TASK TO COMPLETE: Rewrite the records from the line containing "of the orange" through the end of the records, requests included. Multiply every coordinate in the answers by 2.45 and round each result to a whole number, with halves rounded up.

GIVEN RECORDS:
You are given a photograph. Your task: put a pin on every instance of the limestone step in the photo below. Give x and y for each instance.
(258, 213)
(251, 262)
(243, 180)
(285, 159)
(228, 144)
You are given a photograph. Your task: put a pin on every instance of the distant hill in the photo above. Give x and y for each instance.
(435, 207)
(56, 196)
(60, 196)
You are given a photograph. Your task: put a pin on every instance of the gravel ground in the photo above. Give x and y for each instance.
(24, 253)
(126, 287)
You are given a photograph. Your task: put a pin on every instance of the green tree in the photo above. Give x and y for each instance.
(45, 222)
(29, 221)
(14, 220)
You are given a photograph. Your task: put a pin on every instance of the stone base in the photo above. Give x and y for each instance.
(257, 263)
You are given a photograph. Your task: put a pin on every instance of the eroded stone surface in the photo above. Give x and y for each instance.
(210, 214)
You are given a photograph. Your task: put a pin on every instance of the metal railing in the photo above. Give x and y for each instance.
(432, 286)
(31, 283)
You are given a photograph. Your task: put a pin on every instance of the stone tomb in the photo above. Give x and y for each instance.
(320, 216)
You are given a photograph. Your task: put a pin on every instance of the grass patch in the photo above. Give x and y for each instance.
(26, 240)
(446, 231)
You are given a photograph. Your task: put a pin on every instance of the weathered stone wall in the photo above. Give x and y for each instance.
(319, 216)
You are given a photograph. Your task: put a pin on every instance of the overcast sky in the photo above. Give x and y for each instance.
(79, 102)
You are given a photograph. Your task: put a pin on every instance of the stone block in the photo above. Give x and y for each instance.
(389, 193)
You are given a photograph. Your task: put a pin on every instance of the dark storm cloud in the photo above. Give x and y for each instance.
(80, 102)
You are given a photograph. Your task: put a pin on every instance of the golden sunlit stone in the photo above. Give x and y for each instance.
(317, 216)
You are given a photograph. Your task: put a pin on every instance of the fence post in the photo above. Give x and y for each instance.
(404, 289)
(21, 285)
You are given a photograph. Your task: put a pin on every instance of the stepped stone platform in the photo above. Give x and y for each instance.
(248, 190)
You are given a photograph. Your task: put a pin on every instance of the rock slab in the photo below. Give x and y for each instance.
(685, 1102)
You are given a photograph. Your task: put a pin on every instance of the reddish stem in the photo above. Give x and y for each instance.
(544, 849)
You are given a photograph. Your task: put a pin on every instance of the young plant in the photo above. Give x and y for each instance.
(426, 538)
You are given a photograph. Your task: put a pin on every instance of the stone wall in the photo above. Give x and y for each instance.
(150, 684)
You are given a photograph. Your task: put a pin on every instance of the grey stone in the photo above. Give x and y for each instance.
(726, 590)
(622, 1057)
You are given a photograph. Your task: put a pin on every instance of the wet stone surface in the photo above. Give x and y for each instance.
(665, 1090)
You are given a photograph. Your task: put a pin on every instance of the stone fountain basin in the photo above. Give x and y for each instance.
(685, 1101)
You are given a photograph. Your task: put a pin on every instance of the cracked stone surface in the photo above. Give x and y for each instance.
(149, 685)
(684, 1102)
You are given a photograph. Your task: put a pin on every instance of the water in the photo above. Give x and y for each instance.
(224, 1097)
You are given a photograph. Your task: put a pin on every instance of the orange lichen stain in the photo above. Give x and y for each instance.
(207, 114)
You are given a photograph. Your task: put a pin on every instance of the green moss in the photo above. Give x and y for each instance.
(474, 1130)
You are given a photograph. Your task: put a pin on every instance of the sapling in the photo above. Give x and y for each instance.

FINISHED EXERCISE:
You are given a photograph. Your task: put a pin on every instance of the orange lichen stain in the photo above. Give x and y for each instance.
(507, 279)
You are given a photograph. Your task: put a pin on every instance of the green moss in the photo above. Give x and y for each instance.
(1161, 2769)
You are given a photograph. Your task: put a pin on every instance of the sapling in the photo above. Give x and y for each instance.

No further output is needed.